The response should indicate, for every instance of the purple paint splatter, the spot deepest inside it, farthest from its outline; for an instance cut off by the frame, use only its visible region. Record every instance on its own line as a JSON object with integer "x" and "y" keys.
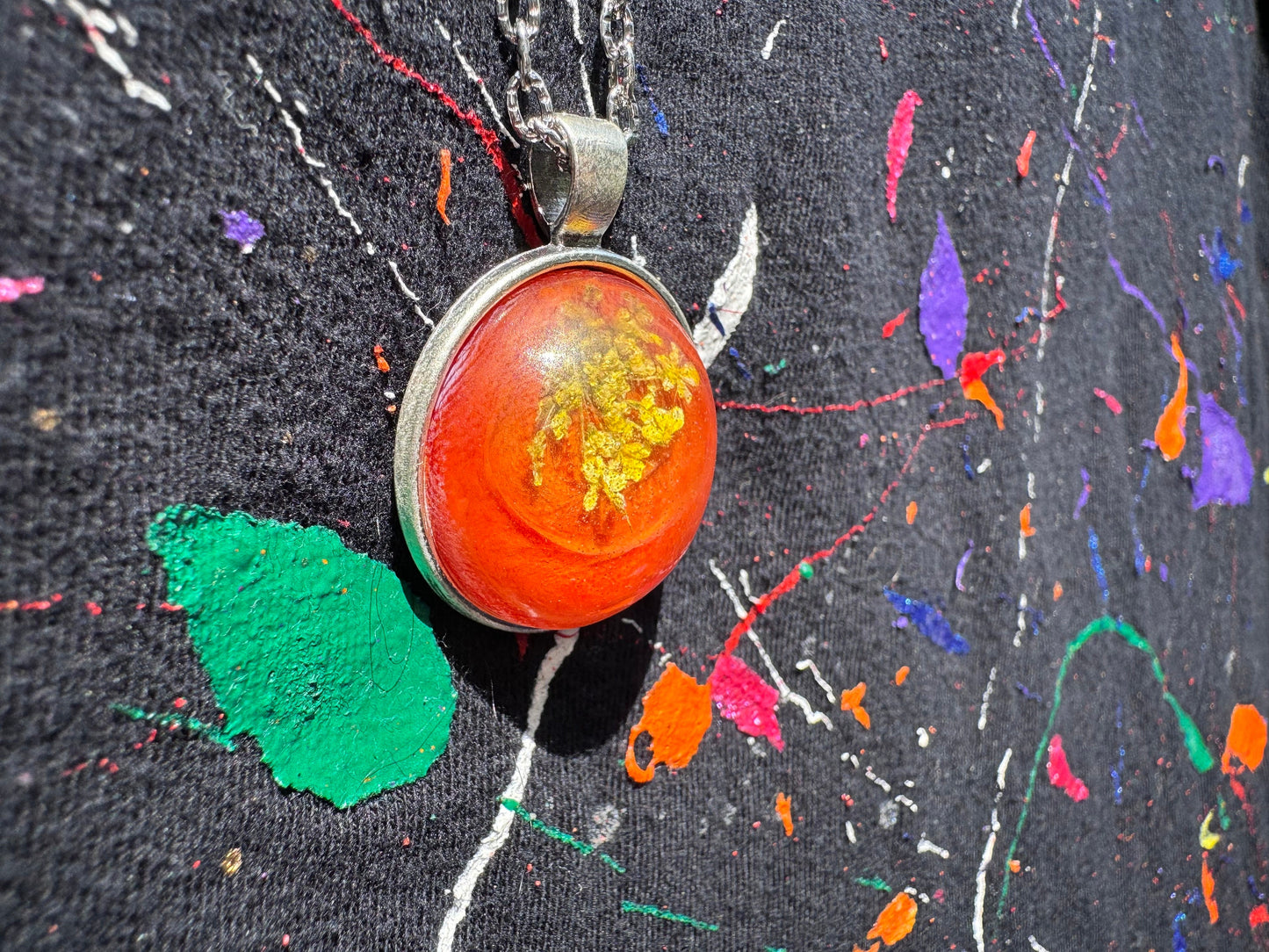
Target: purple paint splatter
{"x": 1084, "y": 494}
{"x": 1043, "y": 46}
{"x": 960, "y": 567}
{"x": 930, "y": 622}
{"x": 944, "y": 304}
{"x": 1226, "y": 473}
{"x": 1134, "y": 291}
{"x": 242, "y": 227}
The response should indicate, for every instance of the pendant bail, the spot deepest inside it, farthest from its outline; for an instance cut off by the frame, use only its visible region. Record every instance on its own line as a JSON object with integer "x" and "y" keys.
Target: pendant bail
{"x": 576, "y": 191}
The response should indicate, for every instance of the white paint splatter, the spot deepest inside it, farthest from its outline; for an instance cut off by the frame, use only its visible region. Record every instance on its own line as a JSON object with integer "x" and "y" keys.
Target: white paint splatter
{"x": 732, "y": 292}
{"x": 924, "y": 846}
{"x": 986, "y": 696}
{"x": 770, "y": 37}
{"x": 466, "y": 883}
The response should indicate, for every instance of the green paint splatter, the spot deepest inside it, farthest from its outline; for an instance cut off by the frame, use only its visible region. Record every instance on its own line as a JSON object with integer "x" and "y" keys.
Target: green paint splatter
{"x": 627, "y": 906}
{"x": 191, "y": 724}
{"x": 558, "y": 834}
{"x": 875, "y": 883}
{"x": 1195, "y": 746}
{"x": 317, "y": 653}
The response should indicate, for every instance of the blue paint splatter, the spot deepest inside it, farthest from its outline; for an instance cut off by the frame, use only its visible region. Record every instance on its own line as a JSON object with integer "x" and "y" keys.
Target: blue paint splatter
{"x": 1098, "y": 569}
{"x": 242, "y": 227}
{"x": 1084, "y": 494}
{"x": 658, "y": 116}
{"x": 1178, "y": 940}
{"x": 929, "y": 621}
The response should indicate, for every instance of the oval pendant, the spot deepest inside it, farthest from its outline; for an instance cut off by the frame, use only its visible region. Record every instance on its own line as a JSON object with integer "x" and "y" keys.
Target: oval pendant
{"x": 556, "y": 442}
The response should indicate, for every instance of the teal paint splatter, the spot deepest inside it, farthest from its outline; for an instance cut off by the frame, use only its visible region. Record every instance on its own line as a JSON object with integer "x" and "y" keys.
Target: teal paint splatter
{"x": 167, "y": 720}
{"x": 627, "y": 906}
{"x": 316, "y": 652}
{"x": 558, "y": 834}
{"x": 1195, "y": 746}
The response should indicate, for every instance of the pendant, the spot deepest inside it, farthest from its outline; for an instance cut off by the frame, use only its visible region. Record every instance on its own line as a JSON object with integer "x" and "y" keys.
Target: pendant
{"x": 556, "y": 442}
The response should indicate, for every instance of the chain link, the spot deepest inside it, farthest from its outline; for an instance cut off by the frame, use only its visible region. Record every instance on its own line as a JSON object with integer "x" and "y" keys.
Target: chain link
{"x": 616, "y": 29}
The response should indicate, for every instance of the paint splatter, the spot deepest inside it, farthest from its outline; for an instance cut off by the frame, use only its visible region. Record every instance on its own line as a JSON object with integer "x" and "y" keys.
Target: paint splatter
{"x": 898, "y": 142}
{"x": 13, "y": 288}
{"x": 627, "y": 906}
{"x": 676, "y": 714}
{"x": 974, "y": 365}
{"x": 929, "y": 621}
{"x": 894, "y": 324}
{"x": 896, "y": 920}
{"x": 1214, "y": 912}
{"x": 1226, "y": 473}
{"x": 1245, "y": 739}
{"x": 784, "y": 810}
{"x": 745, "y": 698}
{"x": 1023, "y": 160}
{"x": 853, "y": 701}
{"x": 1112, "y": 404}
{"x": 316, "y": 652}
{"x": 242, "y": 228}
{"x": 1060, "y": 772}
{"x": 445, "y": 187}
{"x": 944, "y": 304}
{"x": 1171, "y": 429}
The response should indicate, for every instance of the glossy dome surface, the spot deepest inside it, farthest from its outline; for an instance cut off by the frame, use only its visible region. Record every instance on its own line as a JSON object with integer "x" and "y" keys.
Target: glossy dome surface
{"x": 570, "y": 451}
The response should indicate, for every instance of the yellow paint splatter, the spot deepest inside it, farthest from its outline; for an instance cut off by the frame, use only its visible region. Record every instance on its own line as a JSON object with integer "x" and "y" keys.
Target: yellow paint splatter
{"x": 1171, "y": 429}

_TRY IT_
Output nothing but the lines from the one that contains "Target: glossy dome surface" through the final line of the entries above, exactly as they appear.

_EXPECTED OUTPUT_
Target: glossy dome surface
{"x": 570, "y": 451}
The response should indicate, for every instance of the yellow paint splatter, the spot deepest inside it, farthest from its outline; for an instance cut off by the frame, use only its visible region. Record every instance on its own line as a JSON object with integer "x" and "y" keys.
Target: yellow paint splatter
{"x": 1171, "y": 429}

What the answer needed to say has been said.